**CONSEGNA**
Riscrivi il tratto del materiale che va dalla riga contenente "Where can the bare" fino alla fine del materiale, sostituendo "meadow" con "pasture" e lasciando invariato tutto il resto.

**VOCI RIPORTATE**
"""
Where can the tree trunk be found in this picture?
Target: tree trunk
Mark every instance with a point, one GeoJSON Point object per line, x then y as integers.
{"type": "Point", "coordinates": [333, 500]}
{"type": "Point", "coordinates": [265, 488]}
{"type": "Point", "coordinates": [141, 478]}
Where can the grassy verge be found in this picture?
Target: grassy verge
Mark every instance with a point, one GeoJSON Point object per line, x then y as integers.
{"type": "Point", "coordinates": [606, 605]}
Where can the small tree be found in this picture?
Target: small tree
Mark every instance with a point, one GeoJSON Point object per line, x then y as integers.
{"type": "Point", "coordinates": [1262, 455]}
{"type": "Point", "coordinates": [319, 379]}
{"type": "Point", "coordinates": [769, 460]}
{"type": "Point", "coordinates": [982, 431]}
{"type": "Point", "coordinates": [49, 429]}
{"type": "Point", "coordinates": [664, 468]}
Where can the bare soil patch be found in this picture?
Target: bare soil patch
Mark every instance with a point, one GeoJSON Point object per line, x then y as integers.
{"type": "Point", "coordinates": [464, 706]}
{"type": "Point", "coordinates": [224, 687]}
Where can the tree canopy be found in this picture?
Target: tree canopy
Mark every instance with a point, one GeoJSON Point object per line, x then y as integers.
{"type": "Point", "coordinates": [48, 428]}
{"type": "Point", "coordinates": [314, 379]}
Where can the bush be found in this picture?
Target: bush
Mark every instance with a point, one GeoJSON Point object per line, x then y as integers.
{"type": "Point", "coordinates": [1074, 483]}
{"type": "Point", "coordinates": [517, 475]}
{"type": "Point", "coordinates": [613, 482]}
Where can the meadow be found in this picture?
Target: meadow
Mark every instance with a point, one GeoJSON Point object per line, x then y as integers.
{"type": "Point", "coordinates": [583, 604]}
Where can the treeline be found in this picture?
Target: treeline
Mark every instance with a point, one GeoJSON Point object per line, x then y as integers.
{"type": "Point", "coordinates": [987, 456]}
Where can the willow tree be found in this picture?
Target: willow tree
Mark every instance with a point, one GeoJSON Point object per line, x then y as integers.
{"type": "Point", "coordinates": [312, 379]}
"""
**RISPOSTA**
Where can the bare soil patch be found in this picture?
Target: bare soil patch
Mark every instance with a point, one GeoJSON Point object per line, x then y as integers.
{"type": "Point", "coordinates": [464, 706]}
{"type": "Point", "coordinates": [224, 687]}
Where can the tree canopy be found in this picture?
Target: tree canopy
Mark every instance with a point, one GeoJSON Point object per line, x then y as integers.
{"type": "Point", "coordinates": [48, 428]}
{"type": "Point", "coordinates": [314, 379]}
Where can the bush be found in this picture?
Target: bush
Mark every instance with a point, one GeoJSON Point object per line, x then y as integers.
{"type": "Point", "coordinates": [1074, 483]}
{"type": "Point", "coordinates": [517, 475]}
{"type": "Point", "coordinates": [613, 482]}
Where can the pasture be found in this picture?
Target: pasture
Mark every instance with a point, one GeoJSON Point object per line, x then y as integers.
{"type": "Point", "coordinates": [583, 604]}
Where can the treeline be found in this picture?
Target: treeline
Mark every instance with a point, one GeoJSON Point object per line, x then y as integers.
{"type": "Point", "coordinates": [987, 456]}
Where can the willow tree be found in this picture?
Target: willow tree
Mark every instance with a point, one GeoJSON Point object per line, x then y as integers.
{"type": "Point", "coordinates": [312, 379]}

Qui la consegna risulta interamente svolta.